[Natural-language object grounding data]
== == ==

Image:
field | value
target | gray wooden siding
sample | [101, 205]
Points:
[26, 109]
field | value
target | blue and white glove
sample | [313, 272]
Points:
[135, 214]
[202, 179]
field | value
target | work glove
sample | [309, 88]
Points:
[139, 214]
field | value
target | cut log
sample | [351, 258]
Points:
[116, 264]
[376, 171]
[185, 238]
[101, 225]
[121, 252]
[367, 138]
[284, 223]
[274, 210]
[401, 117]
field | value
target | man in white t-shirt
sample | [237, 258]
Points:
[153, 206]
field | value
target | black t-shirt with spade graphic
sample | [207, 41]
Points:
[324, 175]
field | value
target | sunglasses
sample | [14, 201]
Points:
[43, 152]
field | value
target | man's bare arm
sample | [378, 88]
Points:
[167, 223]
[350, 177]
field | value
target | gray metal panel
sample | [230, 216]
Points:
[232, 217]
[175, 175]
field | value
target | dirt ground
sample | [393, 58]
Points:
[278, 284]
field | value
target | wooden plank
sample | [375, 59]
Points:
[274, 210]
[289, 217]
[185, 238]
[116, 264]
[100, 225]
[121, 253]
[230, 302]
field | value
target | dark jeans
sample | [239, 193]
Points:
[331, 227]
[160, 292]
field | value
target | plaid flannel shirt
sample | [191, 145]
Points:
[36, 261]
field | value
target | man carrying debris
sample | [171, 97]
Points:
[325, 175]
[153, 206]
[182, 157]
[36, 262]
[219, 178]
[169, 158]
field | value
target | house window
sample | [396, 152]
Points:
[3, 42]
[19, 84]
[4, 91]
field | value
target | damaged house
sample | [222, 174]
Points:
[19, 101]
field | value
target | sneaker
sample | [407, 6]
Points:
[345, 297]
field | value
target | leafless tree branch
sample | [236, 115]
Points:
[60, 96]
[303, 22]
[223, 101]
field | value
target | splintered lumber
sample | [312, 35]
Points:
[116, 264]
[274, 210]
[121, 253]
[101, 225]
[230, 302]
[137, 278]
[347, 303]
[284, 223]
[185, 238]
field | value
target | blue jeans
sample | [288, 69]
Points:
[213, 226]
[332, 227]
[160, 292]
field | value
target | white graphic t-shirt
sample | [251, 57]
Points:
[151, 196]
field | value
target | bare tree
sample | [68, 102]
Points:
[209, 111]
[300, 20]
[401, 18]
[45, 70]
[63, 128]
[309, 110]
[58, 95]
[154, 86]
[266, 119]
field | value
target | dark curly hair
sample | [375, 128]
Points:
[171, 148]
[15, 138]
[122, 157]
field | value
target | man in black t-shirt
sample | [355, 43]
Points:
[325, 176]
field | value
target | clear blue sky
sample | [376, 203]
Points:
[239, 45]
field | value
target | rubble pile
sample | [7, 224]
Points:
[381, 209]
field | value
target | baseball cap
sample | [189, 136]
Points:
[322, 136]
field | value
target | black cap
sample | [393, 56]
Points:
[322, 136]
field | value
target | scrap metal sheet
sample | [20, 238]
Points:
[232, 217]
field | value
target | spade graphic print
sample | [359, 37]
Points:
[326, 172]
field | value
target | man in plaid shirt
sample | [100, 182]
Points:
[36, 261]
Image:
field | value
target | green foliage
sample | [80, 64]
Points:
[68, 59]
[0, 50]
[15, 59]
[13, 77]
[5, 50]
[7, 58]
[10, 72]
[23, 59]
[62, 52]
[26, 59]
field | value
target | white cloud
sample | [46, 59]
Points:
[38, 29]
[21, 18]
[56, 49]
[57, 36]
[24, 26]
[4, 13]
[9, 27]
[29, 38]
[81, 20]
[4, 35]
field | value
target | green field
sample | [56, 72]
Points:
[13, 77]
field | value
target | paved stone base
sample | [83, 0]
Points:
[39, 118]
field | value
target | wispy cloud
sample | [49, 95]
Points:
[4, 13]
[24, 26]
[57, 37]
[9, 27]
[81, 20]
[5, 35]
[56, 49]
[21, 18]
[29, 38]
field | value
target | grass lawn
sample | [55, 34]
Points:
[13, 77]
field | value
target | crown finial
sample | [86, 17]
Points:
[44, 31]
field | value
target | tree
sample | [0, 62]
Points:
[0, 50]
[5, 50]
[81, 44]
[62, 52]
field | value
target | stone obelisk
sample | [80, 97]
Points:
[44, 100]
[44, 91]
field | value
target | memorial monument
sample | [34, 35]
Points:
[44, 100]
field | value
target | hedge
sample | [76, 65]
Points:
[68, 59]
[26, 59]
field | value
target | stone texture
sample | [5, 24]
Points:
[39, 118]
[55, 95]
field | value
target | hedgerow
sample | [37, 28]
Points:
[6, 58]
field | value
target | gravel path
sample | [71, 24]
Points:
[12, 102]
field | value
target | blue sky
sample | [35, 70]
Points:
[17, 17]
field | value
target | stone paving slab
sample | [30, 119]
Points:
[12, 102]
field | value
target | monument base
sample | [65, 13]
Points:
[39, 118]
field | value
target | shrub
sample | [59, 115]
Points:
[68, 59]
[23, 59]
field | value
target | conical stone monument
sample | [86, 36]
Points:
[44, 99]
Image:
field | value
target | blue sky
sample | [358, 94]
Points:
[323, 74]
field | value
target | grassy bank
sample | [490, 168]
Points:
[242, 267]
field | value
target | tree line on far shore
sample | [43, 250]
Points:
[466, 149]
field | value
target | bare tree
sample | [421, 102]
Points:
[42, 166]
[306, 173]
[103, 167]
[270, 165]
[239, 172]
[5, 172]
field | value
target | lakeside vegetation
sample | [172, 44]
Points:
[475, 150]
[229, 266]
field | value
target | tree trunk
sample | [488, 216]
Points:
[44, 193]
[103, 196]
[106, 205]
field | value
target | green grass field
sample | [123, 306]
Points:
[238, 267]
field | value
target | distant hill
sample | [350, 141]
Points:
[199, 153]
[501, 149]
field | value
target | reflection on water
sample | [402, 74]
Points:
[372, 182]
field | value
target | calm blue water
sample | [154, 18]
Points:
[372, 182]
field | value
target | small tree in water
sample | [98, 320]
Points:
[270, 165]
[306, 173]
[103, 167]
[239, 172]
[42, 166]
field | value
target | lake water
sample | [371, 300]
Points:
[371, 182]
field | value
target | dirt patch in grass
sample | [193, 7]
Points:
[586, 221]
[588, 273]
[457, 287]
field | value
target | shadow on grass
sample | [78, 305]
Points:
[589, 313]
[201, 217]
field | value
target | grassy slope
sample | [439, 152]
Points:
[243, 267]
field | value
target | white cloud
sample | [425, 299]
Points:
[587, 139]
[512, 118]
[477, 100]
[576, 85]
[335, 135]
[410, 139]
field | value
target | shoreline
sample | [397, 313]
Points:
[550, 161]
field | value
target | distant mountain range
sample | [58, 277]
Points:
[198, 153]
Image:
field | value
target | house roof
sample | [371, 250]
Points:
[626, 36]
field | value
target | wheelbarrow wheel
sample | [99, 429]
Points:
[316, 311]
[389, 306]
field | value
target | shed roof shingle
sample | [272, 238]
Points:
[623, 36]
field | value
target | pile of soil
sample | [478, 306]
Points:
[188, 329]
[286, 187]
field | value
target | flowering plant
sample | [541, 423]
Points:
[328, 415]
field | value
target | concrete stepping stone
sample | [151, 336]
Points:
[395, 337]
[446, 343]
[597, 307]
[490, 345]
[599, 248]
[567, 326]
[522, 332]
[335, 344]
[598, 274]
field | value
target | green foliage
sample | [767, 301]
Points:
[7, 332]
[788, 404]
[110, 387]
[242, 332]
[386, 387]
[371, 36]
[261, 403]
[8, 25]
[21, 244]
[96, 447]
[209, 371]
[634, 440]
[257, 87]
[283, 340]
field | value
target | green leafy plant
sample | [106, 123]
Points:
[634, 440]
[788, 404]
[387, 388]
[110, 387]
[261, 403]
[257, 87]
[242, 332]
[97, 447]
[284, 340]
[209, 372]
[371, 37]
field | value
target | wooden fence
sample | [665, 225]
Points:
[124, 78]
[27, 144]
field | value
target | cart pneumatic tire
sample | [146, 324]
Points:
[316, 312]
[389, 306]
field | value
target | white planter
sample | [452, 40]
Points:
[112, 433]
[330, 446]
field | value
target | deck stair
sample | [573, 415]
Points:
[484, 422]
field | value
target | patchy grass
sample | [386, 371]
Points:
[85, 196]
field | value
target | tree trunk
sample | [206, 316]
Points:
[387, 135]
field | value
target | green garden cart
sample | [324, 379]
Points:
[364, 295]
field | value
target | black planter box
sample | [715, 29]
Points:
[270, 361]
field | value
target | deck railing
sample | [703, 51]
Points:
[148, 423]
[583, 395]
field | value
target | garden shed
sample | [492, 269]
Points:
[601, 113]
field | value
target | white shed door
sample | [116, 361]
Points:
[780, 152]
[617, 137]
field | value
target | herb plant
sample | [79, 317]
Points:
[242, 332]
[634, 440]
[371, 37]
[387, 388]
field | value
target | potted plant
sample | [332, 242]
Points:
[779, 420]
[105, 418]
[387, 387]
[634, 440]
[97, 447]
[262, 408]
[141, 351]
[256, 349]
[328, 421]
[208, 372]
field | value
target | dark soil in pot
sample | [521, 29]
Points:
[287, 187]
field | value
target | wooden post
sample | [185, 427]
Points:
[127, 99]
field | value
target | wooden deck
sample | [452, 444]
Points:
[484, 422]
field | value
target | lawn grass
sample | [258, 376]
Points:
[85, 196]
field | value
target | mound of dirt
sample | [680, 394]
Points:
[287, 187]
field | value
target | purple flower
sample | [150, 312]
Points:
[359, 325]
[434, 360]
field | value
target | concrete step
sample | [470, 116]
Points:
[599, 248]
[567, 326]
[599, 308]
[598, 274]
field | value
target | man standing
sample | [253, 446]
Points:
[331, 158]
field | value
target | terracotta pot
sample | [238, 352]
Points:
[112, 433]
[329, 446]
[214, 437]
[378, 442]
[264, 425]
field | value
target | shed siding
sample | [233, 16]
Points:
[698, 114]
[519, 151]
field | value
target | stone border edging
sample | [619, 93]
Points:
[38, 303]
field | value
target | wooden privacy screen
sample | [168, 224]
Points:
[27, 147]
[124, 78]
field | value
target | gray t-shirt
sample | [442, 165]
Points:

== == ==

Required action: If a line falls between the first line of the data above and the line holding "sample | [207, 41]", inclusive, retype it exactly; retype no other line.

Task answer:
Image:
field | value
target | gray wooden siding
sample | [101, 205]
Points:
[26, 109]
field | value
target | blue and white glove
sample | [313, 272]
Points:
[135, 214]
[202, 179]
field | value
target | work glove
sample | [309, 88]
Points:
[139, 214]
field | value
target | cut log
sample | [351, 258]
Points:
[116, 264]
[376, 171]
[185, 238]
[101, 225]
[121, 252]
[367, 138]
[284, 223]
[274, 210]
[401, 117]
field | value
target | man in white t-shirt
sample | [237, 258]
Points:
[153, 206]
field | value
target | black t-shirt with spade graphic
sample | [207, 41]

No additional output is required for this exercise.